YOUR GOAL: Rewrite the part of the news article between "With titanium mesh, they'd" and "Holtz Children's Hospital.", inclusive, with "metal mesh" in place of "titanium mesh".

TEXT SHOWN:

□ □ □ □

[Date Prev][Date Next][Thread Prev][Thread Next][Date Index][Thread Index]
26924: Hermantin(news)Haitian teen's first surgery a success (fwd)
From: leonie hermantin <lhermantin@hotmail.com>
Posted on Sat, Dec. 17, 2005
MIAMI
Haitian teen's first surgery a success
The case of a Haitian teenager undergoing surgery for a mammoth facial growth
has drawn donations from as far away as Hong Kong and Latvia.
BY ELINOR J. BRECHER
ebrecher@herald.com
The plan had been to remove only part of the huge growth distending Marlie
Casseus's upper face and leave the rest for future surgeries, but the operation
went so well that doctors just kept going.
By the time they'd tied off the last of about 2,500 stitches just minutes
before midnight Wednesday, surgeons had opened the 14-year-old Haitian girl's
face like a book and excised nine pounds of jelly-like fibrous tissue, bone
fragments, teeth and fluid.
With titanium mesh, they'd constructed a new framework for her facial features,
which, lacking the support the tumor gave, would have collapsed into an empty
cavity. They'd formed an upper lip, reduced the size of her overstretched mouth
by 70 percent and, finding her nasal septum intact, reopened her crushed
nostrils with plastic ''trumpets'' during the surgery at the University of
Miami/Jackson Memorial Medical Center's Holtz Children's Hospital.
''She's healing according to plan,'' maxillofacial surgeon Dr. Jesus Gomez said
Friday during a press briefing. ''She's extremely happy and responsive,'' he
said. ``This morning, with my broken Creole, I told her to give me thumbs up,
and she gave me one. She's a brave girl. . . From the surgical standpoint, we
consider this a success.''
BETTER VISION
And although she'll probably never be able to taste or smell, he said, Marlie
will finally be able to see clearly. Dr. Kami Parsa, a Bascom Palmer Eye
Institute surgeon on Marlie's medical team, said that pressure from the growth
hadn't permanently damaged her left optic nerve.
''That's really exciting to see,'' he said, predicting that ''her visual
potential is going to be great. For the brain to see perfectly, the eyes have
to be aligned,'' which the tumor prevented.
Marlie suffers from McCune-Albright syndrome: a genetic condition that includes
the uneven bone growth of polysostic fibrous dysplasia, and endocrine
abnormalities. It affects much of her bone structure, and could return to her
face, doctors cautioned.

□ □ □ □

LISTED ENTRIES:

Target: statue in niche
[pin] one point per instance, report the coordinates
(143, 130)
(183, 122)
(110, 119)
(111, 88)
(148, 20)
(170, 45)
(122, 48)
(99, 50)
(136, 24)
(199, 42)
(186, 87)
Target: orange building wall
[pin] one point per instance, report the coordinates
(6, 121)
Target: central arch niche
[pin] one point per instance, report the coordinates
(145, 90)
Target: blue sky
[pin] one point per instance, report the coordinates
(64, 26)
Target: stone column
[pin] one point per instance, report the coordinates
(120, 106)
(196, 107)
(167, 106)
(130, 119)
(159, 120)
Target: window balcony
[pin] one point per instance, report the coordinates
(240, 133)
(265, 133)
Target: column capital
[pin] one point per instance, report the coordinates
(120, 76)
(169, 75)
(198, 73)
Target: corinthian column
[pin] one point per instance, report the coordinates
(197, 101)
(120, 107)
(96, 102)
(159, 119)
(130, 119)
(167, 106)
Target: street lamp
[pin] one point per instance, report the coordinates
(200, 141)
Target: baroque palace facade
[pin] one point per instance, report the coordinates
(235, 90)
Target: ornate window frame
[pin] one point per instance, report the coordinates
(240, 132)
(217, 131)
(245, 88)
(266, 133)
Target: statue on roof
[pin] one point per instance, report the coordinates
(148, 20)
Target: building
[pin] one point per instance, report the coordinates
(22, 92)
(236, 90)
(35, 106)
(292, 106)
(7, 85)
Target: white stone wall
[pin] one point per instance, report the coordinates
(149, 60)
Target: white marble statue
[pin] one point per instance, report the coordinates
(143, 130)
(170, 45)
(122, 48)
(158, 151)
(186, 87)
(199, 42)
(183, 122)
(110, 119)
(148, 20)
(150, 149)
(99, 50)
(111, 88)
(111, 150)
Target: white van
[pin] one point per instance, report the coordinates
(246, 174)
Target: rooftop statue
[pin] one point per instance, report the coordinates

□ □ □ □

OUTPUT OF THE EXERCISE:
With metal mesh, they'd constructed a new framework for her facial features,
which, lacking the support the tumor gave, would have collapsed into an empty
cavity. They'd formed an upper lip, reduced the size of her overstretched mouth
by 70 percent and, finding her nasal septum intact, reopened her crushed
nostrils with plastic ''trumpets'' during the surgery at the University of
Miami/Jackson Memorial Medical Center's Holtz Children's Hospital.